In the news report about the stranded Greyhound passenger, how often does Barry Spence make the trip to Winnipeg?

Document extract:
Start of Block

An indigenous Manitoba man says he was forced to spend a frigid night wandering along the side of a highway after a Greyhound bus driver accused him of being intoxicated and left him stranded at a gas station.

Barry Spence, 41, has become a regular on Greyhound’s Thompson to Winnipeg line. Diagnosed with Type 2 diabetes at 21, his condition has left him with just five per cent kidney function. He makes the 10-hour trek to Winnipeg every week to keep up with his medical appointments.

Last weekend's journey was more taxing than usual. Spence said he felt extremely sick, making frequent trips to vomit in the bus’s bathroom. Five hours into the trip, he got off to throw up in a gas station washroom in Grand Rapids, Man. As he staggered back towards the bus, the driver told him he would not be allowed back onboard.

“The bus driver stopped me and said, ‘You’re not going back onto this bus.’ I said, ‘Why?’ He said, ‘You’re drunk.’” Spence told CTV News. “I said, ‘I’m not intoxicated.’ He said, ‘Nope. The cops are coming here to pick you up and they will handle it.’”

In a statement to CTV News, Greyhound said it has a zero tolerance policy for unruly or disruptive customers, including those who appear to be intoxicated on a bus. Spence said he did not interact with other travellers, aside from passing them on his way to the bathroom.

End of Block

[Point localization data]
Start of Block

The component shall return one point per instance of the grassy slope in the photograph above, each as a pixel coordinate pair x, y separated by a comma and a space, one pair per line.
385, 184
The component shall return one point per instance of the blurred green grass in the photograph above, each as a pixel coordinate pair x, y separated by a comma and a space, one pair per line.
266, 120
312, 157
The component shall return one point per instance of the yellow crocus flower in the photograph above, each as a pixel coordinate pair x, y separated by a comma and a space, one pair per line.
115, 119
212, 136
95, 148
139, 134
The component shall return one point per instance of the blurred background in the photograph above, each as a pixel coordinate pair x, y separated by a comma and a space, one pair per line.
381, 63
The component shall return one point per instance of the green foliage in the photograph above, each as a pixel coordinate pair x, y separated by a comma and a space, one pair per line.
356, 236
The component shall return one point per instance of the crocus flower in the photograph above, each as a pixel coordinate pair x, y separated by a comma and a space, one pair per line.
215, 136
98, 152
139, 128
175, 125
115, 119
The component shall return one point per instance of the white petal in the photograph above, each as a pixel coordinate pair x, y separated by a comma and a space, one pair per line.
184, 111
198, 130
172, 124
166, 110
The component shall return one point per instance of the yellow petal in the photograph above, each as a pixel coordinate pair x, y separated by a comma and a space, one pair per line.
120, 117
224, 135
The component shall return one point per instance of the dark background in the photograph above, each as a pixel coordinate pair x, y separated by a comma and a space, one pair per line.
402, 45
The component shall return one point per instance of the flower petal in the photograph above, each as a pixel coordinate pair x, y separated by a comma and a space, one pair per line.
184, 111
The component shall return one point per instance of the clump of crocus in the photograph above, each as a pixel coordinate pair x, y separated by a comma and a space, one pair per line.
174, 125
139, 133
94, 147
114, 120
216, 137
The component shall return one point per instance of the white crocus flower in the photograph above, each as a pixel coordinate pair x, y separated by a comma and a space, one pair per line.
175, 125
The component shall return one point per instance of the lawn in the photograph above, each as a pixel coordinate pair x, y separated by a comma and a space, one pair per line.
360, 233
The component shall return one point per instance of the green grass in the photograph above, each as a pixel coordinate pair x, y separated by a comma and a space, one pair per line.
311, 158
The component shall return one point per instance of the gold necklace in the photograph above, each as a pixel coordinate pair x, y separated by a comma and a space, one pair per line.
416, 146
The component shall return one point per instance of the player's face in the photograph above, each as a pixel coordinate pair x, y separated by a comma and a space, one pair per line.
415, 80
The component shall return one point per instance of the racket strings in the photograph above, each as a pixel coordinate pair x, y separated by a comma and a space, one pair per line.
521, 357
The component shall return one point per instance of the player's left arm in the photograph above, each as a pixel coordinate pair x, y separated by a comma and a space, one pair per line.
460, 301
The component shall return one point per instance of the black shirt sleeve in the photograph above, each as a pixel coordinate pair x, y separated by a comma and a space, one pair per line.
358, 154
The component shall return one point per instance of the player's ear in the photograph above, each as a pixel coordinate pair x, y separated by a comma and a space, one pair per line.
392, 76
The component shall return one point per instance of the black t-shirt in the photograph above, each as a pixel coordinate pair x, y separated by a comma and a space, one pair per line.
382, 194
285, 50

End of Block

Your solution: Every week.